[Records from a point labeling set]
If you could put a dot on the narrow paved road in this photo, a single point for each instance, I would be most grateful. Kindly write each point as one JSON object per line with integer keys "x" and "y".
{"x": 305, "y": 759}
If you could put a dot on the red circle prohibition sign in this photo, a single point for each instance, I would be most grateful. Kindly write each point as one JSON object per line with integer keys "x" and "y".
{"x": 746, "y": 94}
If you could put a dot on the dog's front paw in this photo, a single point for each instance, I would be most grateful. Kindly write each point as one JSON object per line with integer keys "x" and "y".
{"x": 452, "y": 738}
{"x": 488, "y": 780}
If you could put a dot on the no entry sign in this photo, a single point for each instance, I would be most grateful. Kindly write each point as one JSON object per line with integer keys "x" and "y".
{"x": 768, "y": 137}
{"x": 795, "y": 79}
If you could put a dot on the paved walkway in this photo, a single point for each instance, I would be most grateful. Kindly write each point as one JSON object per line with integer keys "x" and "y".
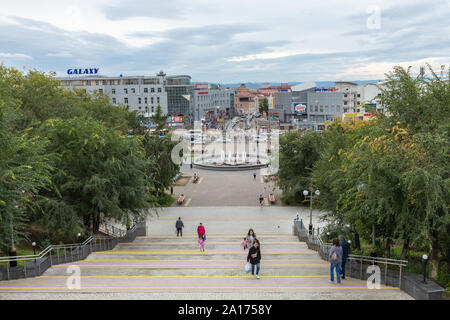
{"x": 226, "y": 189}
{"x": 163, "y": 266}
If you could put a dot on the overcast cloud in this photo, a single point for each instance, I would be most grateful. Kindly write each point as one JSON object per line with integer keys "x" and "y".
{"x": 227, "y": 41}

What you have to do: Could you substitute "in this image" for "in this photo" everywhere in the lines above, keeping everything else the same and leaving the pictures out?

Answer to the exercise:
If you could put a dot on the narrow paved road in this image, a single point for each instance, I would be most grateful. Kindly write each point as one JSON object per line with integer keys "x" and "y".
{"x": 305, "y": 759}
If you could put a dot on the red circle prohibition sign in this image, a single point for each instance, I would be most grateful. Kindly write each point as one JSON object per line with integer keys "x" and "y".
{"x": 746, "y": 94}
If you could put a dot on the dog's front paw in this image, a single point for each instance, I would be most grateful. Kindly write each point as one JSON object per line with integer keys "x" and "y".
{"x": 452, "y": 738}
{"x": 488, "y": 780}
If you could put a dot on the no entry sign in this image, a single point for each instance, I would be most grateful. Kindly write each point as one JSON object per line with integer keys "x" and "y".
{"x": 768, "y": 137}
{"x": 795, "y": 79}
If you could put a dot on the paved walkway in this image, a single point for each instance, I would be most grateful. Kindly write each point as one JSON object per line with integer keys "x" and "y".
{"x": 226, "y": 189}
{"x": 163, "y": 266}
If you could put a dot on the overcast cloud in this image, a single point for each instance, I would be most grateful. Kindly write each point as one JSON object per line with integer keys "x" and "y".
{"x": 227, "y": 41}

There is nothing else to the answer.